▸ THE PROBLEM:
Rewrite all of the data below, requests included. Multiply each x and y coordinate in the answers by 0.7 and round to whole numbers, with halves rounding up. Leave the numbers in the requests and their sample formats unchanged, and leave out the pictures.
BEGIN DATA SHOWN
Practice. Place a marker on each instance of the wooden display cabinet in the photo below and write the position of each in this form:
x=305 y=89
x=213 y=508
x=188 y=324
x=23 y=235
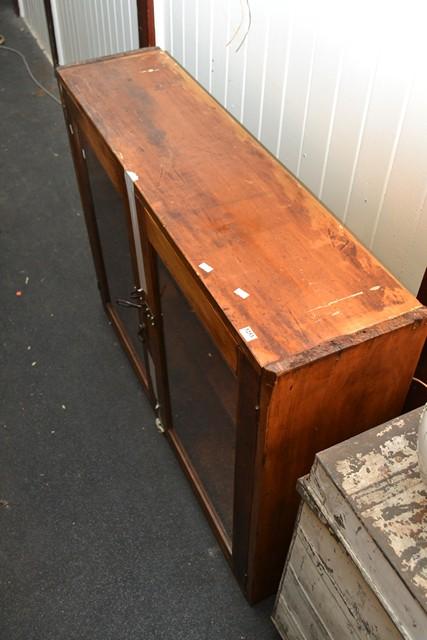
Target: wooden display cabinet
x=260 y=328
END DATA SHOWN
▸ RESPONSE:
Practice. Place a marker on each instance of the wooden display cabinet in the photo below and write the position of each in this form:
x=305 y=89
x=213 y=508
x=188 y=324
x=23 y=235
Target: wooden display cabinet
x=182 y=230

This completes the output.